━━━━━ Brano da leggere

Giovedì, 23 gennaio 1992

 

1. È sempre per me motivo di compiacimento e di gioia questo annuale incontro con voi, illustri Membri del Tribunale della Rota, perché mi offre propizia occasione di esprimere a cosi importante Istituzione della Chiesa Romana la mia considerazione e la mia riconoscenza, insieme con i miei cordiali auguri all'inizio del nuovo anno giudiziario.

Ringrazio innanzitutto Monsignor Decano per l'indirizzo rivoltomi e sono lieto di confermare le parole con cui egli ha concluso, poiché la sua elevazione all'episcopato ha voluto veramente essere, oltreché un atto di stima e gratitudine nei suoi confronti, un attestato di apprezzamento per il secolare e glorioso Tribunale della Rota Romana.

2. Il rapido cenno testé fatto dallo stesso Monsignor Decano ai rivolgimenti subitanei e quasi inattesi, che si sono succeduti in questi ultimi anni nel mondo intero, ed in particolare nell'Europa in cui viviamo, non può non indurre ad una sosta di riflessione su alcuni aspetti che, in una visione globale dell'odierna vita della Chiesa, direttamente interessano l'attività e il «munus specificum» del Tribunale Apostolico della Rota Romana.

━━━━━━━━━━

Breve esercizio —
Nel brano da leggere, chi viene ringraziato per primo e per quale motivo? I dati provengono da una fonte diversa dal brano.

━━━━━ Dati forniti

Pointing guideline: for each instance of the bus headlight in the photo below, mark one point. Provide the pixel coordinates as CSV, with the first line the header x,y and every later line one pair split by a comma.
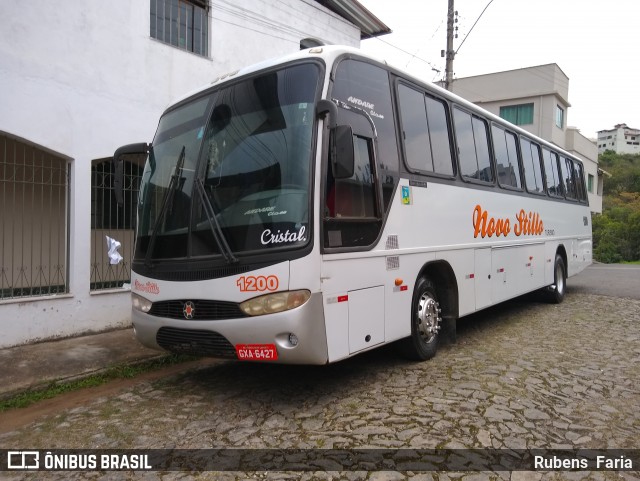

━━━━━━━━━━

Risultato dell'esercizio —
Monsignor Decano, per l'indirizzo rivolto all'oratore.